Task details: Please locate every line in the rows below that contains the word "green" and copy each of those lines. Case counts.

Data provided:

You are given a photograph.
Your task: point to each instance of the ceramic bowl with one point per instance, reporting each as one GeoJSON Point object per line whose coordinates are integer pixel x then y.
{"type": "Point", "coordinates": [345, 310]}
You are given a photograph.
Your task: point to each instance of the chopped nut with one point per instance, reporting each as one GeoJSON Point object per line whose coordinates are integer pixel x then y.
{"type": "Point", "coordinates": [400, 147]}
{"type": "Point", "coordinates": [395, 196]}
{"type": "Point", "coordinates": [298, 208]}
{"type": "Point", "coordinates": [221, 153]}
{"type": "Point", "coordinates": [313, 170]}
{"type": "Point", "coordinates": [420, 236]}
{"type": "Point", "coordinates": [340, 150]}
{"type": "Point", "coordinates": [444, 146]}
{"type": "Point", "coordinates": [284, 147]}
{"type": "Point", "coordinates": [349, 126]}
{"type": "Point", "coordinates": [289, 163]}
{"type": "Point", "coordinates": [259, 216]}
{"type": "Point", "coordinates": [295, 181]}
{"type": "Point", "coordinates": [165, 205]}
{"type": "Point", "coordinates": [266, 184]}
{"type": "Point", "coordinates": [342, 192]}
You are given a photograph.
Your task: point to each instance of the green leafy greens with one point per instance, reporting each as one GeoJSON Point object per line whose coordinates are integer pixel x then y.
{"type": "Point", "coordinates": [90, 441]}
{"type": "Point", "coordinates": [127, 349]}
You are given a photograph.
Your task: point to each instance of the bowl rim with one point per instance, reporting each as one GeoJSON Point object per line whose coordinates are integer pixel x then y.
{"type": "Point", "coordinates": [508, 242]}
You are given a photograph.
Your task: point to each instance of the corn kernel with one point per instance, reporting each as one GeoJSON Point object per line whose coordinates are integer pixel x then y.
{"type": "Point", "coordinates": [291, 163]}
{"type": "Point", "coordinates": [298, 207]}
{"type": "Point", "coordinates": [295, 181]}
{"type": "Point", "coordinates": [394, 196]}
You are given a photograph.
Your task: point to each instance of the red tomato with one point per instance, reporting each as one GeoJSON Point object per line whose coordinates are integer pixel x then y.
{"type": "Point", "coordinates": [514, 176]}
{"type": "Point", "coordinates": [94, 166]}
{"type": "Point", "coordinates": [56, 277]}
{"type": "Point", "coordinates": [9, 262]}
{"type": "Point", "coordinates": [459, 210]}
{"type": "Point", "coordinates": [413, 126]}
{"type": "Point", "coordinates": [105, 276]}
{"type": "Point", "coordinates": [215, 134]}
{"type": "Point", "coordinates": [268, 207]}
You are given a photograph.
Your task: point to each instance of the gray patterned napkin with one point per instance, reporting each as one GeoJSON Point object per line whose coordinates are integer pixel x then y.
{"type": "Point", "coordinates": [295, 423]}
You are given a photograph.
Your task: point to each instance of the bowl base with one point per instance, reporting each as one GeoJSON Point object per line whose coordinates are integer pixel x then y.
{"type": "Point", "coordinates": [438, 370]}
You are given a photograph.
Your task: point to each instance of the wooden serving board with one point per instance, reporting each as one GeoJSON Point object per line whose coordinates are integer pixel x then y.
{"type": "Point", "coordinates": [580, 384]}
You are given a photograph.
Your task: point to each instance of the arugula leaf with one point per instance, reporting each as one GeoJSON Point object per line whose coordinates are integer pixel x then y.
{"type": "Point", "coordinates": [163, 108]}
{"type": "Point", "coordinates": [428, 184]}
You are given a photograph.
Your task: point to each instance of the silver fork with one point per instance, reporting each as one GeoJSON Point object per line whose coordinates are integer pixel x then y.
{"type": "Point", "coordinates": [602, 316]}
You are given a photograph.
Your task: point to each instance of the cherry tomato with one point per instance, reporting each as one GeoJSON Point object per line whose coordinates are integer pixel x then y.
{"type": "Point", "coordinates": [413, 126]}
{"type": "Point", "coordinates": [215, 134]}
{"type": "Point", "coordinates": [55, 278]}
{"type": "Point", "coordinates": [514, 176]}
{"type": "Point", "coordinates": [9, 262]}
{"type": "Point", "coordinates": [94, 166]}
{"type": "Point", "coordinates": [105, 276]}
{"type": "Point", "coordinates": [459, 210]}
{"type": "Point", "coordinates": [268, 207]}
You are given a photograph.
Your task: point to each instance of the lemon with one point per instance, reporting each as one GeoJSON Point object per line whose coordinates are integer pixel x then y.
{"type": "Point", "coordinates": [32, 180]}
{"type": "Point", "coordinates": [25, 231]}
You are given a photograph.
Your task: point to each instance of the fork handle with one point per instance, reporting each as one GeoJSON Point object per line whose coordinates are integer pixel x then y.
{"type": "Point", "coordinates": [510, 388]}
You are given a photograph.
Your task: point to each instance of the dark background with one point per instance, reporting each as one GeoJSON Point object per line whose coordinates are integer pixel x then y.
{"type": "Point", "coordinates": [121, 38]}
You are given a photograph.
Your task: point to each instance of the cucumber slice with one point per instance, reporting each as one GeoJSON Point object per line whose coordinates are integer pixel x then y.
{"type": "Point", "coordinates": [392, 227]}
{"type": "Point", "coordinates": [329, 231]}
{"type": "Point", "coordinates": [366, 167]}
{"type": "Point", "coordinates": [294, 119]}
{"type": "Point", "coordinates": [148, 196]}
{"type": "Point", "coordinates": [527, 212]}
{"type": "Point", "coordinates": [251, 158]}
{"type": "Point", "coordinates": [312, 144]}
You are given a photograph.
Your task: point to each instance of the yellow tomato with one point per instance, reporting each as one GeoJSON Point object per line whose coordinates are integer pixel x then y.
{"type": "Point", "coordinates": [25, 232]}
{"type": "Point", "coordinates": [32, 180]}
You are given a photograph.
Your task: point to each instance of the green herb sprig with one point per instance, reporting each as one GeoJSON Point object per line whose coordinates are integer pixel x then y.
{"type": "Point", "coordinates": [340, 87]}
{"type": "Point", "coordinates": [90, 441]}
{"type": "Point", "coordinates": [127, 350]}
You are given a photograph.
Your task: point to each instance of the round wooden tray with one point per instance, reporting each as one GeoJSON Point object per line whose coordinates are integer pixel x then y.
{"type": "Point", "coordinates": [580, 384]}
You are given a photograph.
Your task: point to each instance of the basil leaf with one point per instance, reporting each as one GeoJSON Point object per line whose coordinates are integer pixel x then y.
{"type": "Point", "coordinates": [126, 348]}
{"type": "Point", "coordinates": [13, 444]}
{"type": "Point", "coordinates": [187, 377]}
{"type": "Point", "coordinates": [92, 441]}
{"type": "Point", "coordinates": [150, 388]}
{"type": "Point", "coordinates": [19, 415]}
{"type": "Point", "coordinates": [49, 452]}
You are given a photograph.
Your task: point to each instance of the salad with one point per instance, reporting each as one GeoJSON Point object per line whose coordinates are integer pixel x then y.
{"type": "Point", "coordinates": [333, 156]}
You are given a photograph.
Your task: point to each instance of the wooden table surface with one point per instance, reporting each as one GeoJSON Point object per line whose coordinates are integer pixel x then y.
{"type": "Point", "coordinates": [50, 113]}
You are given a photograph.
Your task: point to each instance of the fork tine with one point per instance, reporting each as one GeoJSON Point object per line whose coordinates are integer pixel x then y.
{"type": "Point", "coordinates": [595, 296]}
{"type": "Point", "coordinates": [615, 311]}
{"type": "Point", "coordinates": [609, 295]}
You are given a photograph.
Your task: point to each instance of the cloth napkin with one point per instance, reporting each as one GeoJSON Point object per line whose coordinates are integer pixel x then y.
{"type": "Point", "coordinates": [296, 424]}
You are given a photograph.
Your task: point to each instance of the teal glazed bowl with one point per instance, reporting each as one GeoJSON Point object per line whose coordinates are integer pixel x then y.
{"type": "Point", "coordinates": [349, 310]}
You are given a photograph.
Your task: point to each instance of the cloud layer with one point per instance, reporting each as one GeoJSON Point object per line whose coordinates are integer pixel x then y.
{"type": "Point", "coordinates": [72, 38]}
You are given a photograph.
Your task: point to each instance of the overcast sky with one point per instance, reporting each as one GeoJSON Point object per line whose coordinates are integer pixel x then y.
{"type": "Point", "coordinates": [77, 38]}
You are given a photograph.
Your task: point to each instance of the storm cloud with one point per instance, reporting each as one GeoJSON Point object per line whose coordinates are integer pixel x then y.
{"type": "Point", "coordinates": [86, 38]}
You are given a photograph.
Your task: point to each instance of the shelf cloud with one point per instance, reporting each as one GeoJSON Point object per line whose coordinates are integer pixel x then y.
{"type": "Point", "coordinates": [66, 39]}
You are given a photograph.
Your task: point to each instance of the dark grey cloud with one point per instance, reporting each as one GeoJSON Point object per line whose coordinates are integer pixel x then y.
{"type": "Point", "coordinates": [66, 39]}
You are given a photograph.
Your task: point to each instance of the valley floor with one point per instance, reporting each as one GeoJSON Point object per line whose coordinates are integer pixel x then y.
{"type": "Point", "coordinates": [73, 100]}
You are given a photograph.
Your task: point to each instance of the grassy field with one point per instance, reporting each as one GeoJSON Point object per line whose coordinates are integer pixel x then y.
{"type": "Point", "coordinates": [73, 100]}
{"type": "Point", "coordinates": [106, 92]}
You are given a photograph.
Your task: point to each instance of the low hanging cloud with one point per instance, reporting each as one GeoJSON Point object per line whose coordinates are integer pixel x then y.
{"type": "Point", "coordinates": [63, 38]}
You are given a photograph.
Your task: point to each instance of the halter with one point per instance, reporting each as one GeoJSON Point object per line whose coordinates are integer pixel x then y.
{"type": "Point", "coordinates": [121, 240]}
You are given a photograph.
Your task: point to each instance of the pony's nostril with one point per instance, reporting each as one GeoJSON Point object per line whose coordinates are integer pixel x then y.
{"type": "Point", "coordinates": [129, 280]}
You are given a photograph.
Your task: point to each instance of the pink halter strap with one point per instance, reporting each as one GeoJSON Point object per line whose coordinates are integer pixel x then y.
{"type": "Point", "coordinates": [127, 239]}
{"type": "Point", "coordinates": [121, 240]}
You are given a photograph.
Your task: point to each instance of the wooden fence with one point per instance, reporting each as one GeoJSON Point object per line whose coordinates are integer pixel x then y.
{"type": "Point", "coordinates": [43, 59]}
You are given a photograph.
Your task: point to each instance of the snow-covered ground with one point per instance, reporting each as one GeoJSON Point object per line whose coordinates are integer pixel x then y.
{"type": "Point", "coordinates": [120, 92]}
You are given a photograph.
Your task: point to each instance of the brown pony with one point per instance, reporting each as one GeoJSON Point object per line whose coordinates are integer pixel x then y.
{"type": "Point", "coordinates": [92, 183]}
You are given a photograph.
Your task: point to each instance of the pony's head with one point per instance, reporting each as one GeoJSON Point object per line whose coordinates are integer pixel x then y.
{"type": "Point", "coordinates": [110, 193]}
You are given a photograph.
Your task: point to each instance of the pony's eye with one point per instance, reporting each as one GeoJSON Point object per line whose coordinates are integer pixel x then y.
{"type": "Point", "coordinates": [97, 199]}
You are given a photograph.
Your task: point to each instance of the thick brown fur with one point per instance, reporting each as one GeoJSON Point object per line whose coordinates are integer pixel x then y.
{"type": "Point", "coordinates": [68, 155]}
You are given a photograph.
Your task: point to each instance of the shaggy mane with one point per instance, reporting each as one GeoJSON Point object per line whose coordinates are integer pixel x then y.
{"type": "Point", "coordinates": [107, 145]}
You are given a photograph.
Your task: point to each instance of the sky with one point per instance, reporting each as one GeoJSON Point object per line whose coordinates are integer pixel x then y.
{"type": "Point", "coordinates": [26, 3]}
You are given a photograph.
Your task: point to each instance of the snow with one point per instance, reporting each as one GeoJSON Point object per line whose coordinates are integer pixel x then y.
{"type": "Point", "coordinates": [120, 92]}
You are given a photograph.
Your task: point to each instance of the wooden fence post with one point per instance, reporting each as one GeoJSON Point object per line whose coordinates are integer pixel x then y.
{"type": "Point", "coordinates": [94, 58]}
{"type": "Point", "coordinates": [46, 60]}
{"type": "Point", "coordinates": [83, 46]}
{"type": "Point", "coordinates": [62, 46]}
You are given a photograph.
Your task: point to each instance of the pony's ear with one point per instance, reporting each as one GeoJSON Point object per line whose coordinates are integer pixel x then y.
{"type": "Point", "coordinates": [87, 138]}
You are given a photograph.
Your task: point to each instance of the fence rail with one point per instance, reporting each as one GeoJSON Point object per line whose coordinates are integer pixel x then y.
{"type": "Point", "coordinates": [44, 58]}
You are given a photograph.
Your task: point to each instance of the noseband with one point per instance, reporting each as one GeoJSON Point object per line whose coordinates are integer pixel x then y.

Output below:
Your task: point to each instance of the green leafy greens with one point per instance, reporting each as one GeoJSON Point object per line whose coordinates are integer pixel x then y.
Your task: point to each instance of the green herb sprig with one point per instance, reporting each as one GeoJSON Point object per line whose coordinates are integer pixel x then y.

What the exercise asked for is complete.